• Tarea 1
Desplaza las coordenadas de los registros que van desde la línea que contiene "For the benchmark, provide one point per instance of the red" hasta el final de los registros, ambos extremos incluidos. Reproduce esas líneas completas y suma 103 a cada número de las coordenadas de las respuestas.

La ‘ley del solo sí es sí’ supone un giro profundo en la forma de concebir la libertad sexual. Más allá de las exageraciones, sus efectos indeseados en los casos graves se pueden corregir sin que se revierta lo esencial

Tribuna Laurenzo 7 marzo
RAQUEL MARÍN

El enjambre de opiniones de toda índole, argumentarios políticos y burdas descalificaciones que ha suscitado en las últimas semanas la llamada ley del solo sí es sí es de tal magnitud que resulta casi imposible abrirse paso para desentrañar las auténticas bases del debate.

Para empezar por lo más tosco, conviene desmentir de entrada tres consignas que se vienen repitiendo hasta el cansancio sin fundamento alguno. En primer lugar, es completamente falso que la nueva ley desproteja a las mujeres, como se insiste desde ciertos sectores políticos que han llegado a decir que las mujeres españolas se encuentran más inseguras que antes y hasta “aterradas”. Todo ello a cuento de las revisiones de algunas condenas que ni son la mayoría de las solicitadas ni suponen dejar a todos los violadores en la calle. No es raro que ante un cambio importante en el modelo que regula un determinado grupo de delitos se produzcan ajustes de condenas que sin duda pueden perjudicar el legítimo deseo de reparación de sus víctimas, a las que se debió pedir perdón públicamente. Pero la mayor o menor aptitud de un modelo político criminal para proteger a la ciudadanía no se puede medir (solo) por la magnitud de las penas y menos aún por ciertos efectos indeseados sobre hechos del pasado. Las bondades y defectos de una ley solo se pueden verificar a partir de un período suficiente de vigencia que permita contar con datos reales sobre su efectividad para prevenir la clase de delincuencia para la que se creó y para conceder una protección adecuada a sus potenciales víctimas. Calificar a la Ley Orgánica de Garantía Integral de la Libertad Sexual (que así se llama la nueva ley) de “chapuza” o “despropósito” cuando apenas han pasado unos meses de su entrada en vigor es una insensatez malintencionada que ignora el amplísimo abanico de medidas de prevención y sensibilización destinadas a actuar sobre las causas estructurales de las violencias sexuales, así como el estatuto integral de asistencia a las víctimas de delitos sexuales hasta ahora inédito en el Estado español.

• Datos de trabajo
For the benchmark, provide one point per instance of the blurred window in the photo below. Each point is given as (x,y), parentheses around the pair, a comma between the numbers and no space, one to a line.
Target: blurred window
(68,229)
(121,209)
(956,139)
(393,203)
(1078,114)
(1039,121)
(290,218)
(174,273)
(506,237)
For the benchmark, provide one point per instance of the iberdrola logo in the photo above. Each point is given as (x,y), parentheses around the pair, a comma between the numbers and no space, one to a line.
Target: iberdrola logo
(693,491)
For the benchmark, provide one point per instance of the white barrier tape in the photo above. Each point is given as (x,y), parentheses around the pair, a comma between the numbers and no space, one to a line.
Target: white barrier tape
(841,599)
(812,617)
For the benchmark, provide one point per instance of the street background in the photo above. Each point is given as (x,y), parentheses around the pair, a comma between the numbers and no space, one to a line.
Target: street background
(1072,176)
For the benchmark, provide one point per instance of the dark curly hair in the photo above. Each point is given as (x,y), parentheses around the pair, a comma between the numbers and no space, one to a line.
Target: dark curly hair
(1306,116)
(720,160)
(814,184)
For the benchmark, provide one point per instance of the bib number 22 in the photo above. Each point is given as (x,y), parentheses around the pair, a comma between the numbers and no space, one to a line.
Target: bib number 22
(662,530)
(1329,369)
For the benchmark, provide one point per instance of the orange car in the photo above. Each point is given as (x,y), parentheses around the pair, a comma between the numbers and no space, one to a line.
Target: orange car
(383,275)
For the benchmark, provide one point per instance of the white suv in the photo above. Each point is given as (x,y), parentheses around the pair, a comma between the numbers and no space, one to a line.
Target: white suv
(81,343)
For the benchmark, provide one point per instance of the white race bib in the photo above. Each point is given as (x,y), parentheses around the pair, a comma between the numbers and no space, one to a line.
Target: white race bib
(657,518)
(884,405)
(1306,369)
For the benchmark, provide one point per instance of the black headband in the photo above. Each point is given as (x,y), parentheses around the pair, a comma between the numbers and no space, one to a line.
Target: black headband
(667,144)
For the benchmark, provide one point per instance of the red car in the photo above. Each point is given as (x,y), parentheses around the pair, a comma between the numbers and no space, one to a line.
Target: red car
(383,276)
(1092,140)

• Tarea 2
Escribe de nuevo, sin ningún cambio, el texto completo sobre la ley del solo sí es sí.

• Respuesta 1
For the benchmark, provide one point per instance of the red car in the photo above. Each point is given as (x,y), parentheses around the pair, a comma between the numbers and no space, one to a line.
Target: red car
(486,379)
(1195,243)

• Respuesta 2
La ‘ley del solo sí es sí’ supone un giro profundo en la forma de concebir la libertad sexual. Más allá de las exageraciones, sus efectos indeseados en los casos graves se pueden corregir sin que se revierta lo esencial

Tribuna Laurenzo 7 marzo
RAQUEL MARÍN

El enjambre de opiniones de toda índole, argumentarios políticos y burdas descalificaciones que ha suscitado en las últimas semanas la llamada ley del solo sí es sí es de tal magnitud que resulta casi imposible abrirse paso para desentrañar las auténticas bases del debate.

Para empezar por lo más tosco, conviene desmentir de entrada tres consignas que se vienen repitiendo hasta el cansancio sin fundamento alguno. En primer lugar, es completamente falso que la nueva ley desproteja a las mujeres, como se insiste desde ciertos sectores políticos que han llegado a decir que las mujeres españolas se encuentran más inseguras que antes y hasta “aterradas”. Todo ello a cuento de las revisiones de algunas condenas que ni son la mayoría de las solicitadas ni suponen dejar a todos los violadores en la calle. No es raro que ante un cambio importante en el modelo que regula un determinado grupo de delitos se produzcan ajustes de condenas que sin duda pueden perjudicar el legítimo deseo de reparación de sus víctimas, a las que se debió pedir perdón públicamente. Pero la mayor o menor aptitud de un modelo político criminal para proteger a la ciudadanía no se puede medir (solo) por la magnitud de las penas y menos aún por ciertos efectos indeseados sobre hechos del pasado. Las bondades y defectos de una ley solo se pueden verificar a partir de un período suficiente de vigencia que permita contar con datos reales sobre su efectividad para prevenir la clase de delincuencia para la que se creó y para conceder una protección adecuada a sus potenciales víctimas. Calificar a la Ley Orgánica de Garantía Integral de la Libertad Sexual (que así se llama la nueva ley) de “chapuza” o “despropósito” cuando apenas han pasado unos meses de su entrada en vigor es una insensatez malintencionada que ignora el amplísimo abanico de medidas de prevención y sensibilización destinadas a actuar sobre las causas estructurales de las violencias sexuales, así como el estatuto integral de asistencia a las víctimas de delitos sexuales hasta ahora inédito en el Estado español.